* Task data:
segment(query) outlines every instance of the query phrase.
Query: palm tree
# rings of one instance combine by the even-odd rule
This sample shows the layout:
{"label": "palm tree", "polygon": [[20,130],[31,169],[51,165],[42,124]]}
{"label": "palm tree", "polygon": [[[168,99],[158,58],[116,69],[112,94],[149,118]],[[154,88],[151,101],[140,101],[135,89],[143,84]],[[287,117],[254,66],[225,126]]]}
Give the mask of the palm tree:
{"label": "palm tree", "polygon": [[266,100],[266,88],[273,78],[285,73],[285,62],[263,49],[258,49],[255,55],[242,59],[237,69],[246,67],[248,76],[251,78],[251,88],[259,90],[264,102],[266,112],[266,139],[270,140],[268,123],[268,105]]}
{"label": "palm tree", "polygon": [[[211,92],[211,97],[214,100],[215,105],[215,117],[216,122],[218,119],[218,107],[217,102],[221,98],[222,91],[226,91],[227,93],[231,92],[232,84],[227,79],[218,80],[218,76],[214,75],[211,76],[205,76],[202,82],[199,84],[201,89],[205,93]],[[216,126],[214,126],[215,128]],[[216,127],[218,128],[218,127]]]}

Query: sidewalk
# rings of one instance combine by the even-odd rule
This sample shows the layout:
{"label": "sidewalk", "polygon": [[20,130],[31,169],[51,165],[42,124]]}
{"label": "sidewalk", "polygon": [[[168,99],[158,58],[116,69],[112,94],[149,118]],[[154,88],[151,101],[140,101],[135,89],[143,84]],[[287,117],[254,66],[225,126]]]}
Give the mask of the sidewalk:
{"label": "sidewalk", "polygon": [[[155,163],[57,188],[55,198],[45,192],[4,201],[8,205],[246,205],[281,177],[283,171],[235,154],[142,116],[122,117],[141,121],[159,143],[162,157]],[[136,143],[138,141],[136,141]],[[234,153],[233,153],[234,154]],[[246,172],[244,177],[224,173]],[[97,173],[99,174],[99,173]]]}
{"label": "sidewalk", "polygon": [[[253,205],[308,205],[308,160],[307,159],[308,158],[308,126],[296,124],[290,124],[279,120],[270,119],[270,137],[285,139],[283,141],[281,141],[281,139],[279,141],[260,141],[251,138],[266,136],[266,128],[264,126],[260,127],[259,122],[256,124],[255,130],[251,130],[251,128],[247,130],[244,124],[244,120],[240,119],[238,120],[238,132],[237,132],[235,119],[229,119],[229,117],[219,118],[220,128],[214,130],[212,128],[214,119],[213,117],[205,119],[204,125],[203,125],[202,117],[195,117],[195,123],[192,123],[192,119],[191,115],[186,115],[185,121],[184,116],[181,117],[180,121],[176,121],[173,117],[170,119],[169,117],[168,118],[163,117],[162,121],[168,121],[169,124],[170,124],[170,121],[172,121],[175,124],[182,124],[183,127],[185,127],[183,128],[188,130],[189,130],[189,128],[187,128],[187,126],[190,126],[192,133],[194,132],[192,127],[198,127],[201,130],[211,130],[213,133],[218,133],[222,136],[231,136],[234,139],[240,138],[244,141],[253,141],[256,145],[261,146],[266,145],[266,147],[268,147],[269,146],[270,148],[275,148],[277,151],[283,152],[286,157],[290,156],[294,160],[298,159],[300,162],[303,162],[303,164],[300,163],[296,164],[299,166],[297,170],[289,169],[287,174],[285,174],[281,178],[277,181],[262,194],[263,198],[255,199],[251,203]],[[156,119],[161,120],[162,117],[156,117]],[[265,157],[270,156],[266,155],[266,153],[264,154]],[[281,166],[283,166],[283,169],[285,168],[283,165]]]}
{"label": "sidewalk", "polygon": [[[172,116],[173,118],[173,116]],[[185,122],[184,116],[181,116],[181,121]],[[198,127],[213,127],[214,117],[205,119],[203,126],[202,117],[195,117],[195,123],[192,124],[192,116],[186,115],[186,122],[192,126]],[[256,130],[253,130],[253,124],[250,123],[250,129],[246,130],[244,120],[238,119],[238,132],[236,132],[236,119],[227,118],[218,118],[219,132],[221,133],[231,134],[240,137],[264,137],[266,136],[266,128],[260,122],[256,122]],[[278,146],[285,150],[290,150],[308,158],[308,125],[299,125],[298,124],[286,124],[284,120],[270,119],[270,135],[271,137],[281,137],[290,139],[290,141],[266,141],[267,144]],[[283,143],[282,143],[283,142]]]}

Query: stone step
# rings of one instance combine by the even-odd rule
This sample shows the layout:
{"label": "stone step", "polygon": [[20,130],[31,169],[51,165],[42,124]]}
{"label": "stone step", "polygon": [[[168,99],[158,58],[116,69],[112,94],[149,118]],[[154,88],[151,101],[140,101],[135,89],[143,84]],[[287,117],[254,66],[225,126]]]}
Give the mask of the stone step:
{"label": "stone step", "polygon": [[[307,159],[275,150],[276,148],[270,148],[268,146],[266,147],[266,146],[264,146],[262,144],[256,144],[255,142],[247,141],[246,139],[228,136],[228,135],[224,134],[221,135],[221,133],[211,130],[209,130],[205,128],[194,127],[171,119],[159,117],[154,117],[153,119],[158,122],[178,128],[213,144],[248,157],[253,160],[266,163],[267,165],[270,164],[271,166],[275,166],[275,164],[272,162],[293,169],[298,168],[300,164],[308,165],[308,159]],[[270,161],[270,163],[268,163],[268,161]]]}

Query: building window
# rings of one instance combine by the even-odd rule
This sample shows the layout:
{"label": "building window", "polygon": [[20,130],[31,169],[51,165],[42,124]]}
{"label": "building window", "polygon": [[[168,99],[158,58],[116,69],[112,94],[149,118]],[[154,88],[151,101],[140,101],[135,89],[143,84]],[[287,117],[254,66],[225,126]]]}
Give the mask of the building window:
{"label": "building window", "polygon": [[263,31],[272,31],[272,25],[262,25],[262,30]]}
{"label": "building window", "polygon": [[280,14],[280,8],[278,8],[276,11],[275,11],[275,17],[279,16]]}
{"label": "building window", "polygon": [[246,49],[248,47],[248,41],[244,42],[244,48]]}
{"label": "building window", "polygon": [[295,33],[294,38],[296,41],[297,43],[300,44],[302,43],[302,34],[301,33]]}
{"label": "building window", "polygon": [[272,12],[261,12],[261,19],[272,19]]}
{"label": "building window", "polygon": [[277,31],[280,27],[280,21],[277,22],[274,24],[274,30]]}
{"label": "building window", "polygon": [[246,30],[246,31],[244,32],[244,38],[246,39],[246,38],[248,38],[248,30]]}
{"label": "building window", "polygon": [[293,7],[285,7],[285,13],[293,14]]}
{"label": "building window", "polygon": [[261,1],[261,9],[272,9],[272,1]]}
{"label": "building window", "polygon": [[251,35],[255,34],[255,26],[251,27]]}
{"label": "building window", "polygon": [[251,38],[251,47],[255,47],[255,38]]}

* Instruction:
Retype all of the material, keeping each line exact.

* The answer:
segment(query) outlines every instance of the query phrase.
Query: palm tree
# rings of one instance combine by the even-odd rule
This sample shows the layout:
{"label": "palm tree", "polygon": [[20,130],[31,169],[51,165],[42,124]]}
{"label": "palm tree", "polygon": [[[168,99],[158,58],[116,69],[112,94],[149,118]],[[154,88],[151,101],[140,101],[135,89],[143,84]],[[287,117],[254,66],[225,126]]]}
Give the mask of the palm tree:
{"label": "palm tree", "polygon": [[266,100],[266,88],[273,78],[285,73],[285,62],[263,49],[258,49],[255,55],[242,59],[237,69],[246,67],[248,76],[251,78],[251,88],[259,90],[264,102],[266,112],[266,139],[270,140],[268,123],[268,105]]}
{"label": "palm tree", "polygon": [[[211,92],[211,97],[214,100],[215,105],[215,117],[216,122],[218,119],[218,107],[217,102],[221,98],[222,91],[226,91],[227,93],[231,92],[232,84],[227,79],[218,80],[218,76],[214,75],[211,76],[205,76],[202,82],[199,84],[201,89],[205,93]],[[216,126],[214,126],[215,128]],[[216,127],[218,128],[218,127]]]}

Query: sidewalk
# rings of one instance combine by the even-odd rule
This sample shows the layout:
{"label": "sidewalk", "polygon": [[20,130],[31,169],[51,165],[42,124]]}
{"label": "sidewalk", "polygon": [[[168,99],[158,58],[116,69],[112,94],[149,118]],[[154,88],[151,101],[140,101],[135,89],[143,84]],[[287,117],[254,66],[225,126]]]}
Give the mask of the sidewalk:
{"label": "sidewalk", "polygon": [[[155,163],[57,188],[55,198],[45,192],[4,201],[8,205],[246,205],[281,177],[283,171],[235,154],[142,116],[122,117],[141,121],[159,143],[162,157]],[[136,143],[138,141],[136,141]],[[234,153],[233,153],[234,154]],[[246,172],[244,177],[224,173]],[[97,173],[99,174],[99,173]]]}
{"label": "sidewalk", "polygon": [[[253,205],[308,205],[308,160],[307,159],[308,158],[308,126],[296,124],[290,124],[279,120],[270,119],[270,137],[285,139],[283,141],[281,141],[281,139],[279,141],[260,141],[251,138],[266,136],[266,128],[264,126],[260,127],[259,122],[256,124],[255,130],[251,130],[251,128],[247,130],[244,124],[244,120],[240,119],[238,120],[238,132],[237,132],[235,119],[229,119],[229,117],[219,118],[220,128],[214,130],[212,128],[214,119],[213,117],[205,119],[204,125],[203,125],[202,117],[195,117],[195,123],[192,123],[192,119],[191,115],[186,115],[185,121],[184,116],[181,117],[180,121],[176,121],[173,117],[170,119],[169,117],[168,118],[163,117],[162,121],[168,121],[169,124],[170,124],[170,121],[172,121],[175,124],[182,124],[183,127],[185,127],[183,128],[188,130],[189,130],[189,128],[187,128],[187,126],[190,126],[192,133],[194,132],[192,127],[198,127],[201,130],[211,130],[213,133],[218,133],[222,136],[231,136],[234,139],[240,138],[244,141],[253,141],[256,145],[261,146],[266,145],[266,147],[268,147],[269,146],[270,148],[275,148],[277,151],[283,152],[286,157],[290,156],[294,160],[298,159],[300,162],[303,162],[303,164],[300,163],[296,164],[299,166],[297,170],[289,169],[287,174],[285,174],[281,178],[277,181],[262,194],[263,198],[255,199],[251,203]],[[156,119],[161,120],[162,117],[156,117]],[[265,157],[270,156],[266,155],[266,153],[264,154]],[[281,166],[283,166],[283,169],[285,168],[283,165]]]}
{"label": "sidewalk", "polygon": [[[172,116],[173,118],[173,116]],[[185,122],[184,116],[181,116],[181,121]],[[198,127],[213,127],[214,117],[205,119],[203,126],[202,117],[195,117],[195,123],[192,124],[192,116],[186,115],[186,122],[192,126]],[[256,130],[253,130],[253,124],[250,123],[250,129],[246,130],[244,120],[238,119],[238,132],[236,132],[236,119],[227,118],[218,118],[219,132],[221,133],[231,134],[240,137],[264,137],[266,136],[266,128],[260,122],[256,122]],[[278,146],[285,150],[290,150],[308,158],[308,125],[299,125],[298,124],[286,124],[284,120],[270,119],[270,135],[271,137],[281,137],[290,139],[290,141],[266,141],[267,144]],[[283,143],[282,143],[283,142]]]}

Query: stone step
# rings of one instance combine by the even-odd rule
This sample shows the layout:
{"label": "stone step", "polygon": [[20,130],[31,169],[51,165],[42,124]]}
{"label": "stone step", "polygon": [[[168,99],[158,58],[116,69],[112,94],[149,118]],[[154,88],[151,101],[140,101],[135,89],[143,84]],[[287,117],[254,66],[225,126]]]}
Give the mask of the stone step:
{"label": "stone step", "polygon": [[[307,159],[275,150],[276,148],[270,148],[268,146],[266,147],[266,146],[264,146],[262,144],[256,144],[255,142],[247,141],[246,139],[228,136],[228,135],[224,134],[221,135],[221,133],[211,130],[209,130],[205,128],[194,127],[171,119],[159,117],[154,117],[153,119],[158,122],[178,128],[213,144],[248,157],[253,160],[266,163],[267,165],[270,164],[271,166],[275,166],[275,164],[272,162],[293,169],[298,168],[300,164],[308,165],[308,159]],[[270,161],[270,163],[268,163],[268,161]]]}

Query: building window
# rings of one instance combine by the even-odd rule
This sample shows the layout:
{"label": "building window", "polygon": [[20,130],[31,169],[51,165],[42,124]]}
{"label": "building window", "polygon": [[[168,99],[158,58],[116,69],[112,94],[149,118]],[[154,88],[151,101],[140,101],[135,89],[143,84]],[[287,117],[254,66],[225,126]]]}
Give the mask of the building window:
{"label": "building window", "polygon": [[263,31],[272,31],[272,25],[262,25],[262,30]]}
{"label": "building window", "polygon": [[280,14],[280,8],[278,8],[276,11],[275,11],[275,17],[279,16]]}
{"label": "building window", "polygon": [[246,49],[248,47],[248,41],[244,42],[244,48]]}
{"label": "building window", "polygon": [[295,33],[294,38],[296,41],[297,43],[300,44],[302,43],[302,34],[301,33]]}
{"label": "building window", "polygon": [[272,12],[261,12],[261,19],[272,19]]}
{"label": "building window", "polygon": [[277,31],[280,27],[280,21],[277,22],[274,24],[274,30]]}
{"label": "building window", "polygon": [[246,30],[246,31],[244,32],[244,38],[246,39],[246,38],[248,38],[248,30]]}
{"label": "building window", "polygon": [[293,7],[285,7],[285,13],[293,14]]}
{"label": "building window", "polygon": [[261,1],[261,9],[272,9],[272,1]]}
{"label": "building window", "polygon": [[251,35],[255,34],[255,26],[251,27]]}
{"label": "building window", "polygon": [[251,38],[251,47],[255,47],[255,38]]}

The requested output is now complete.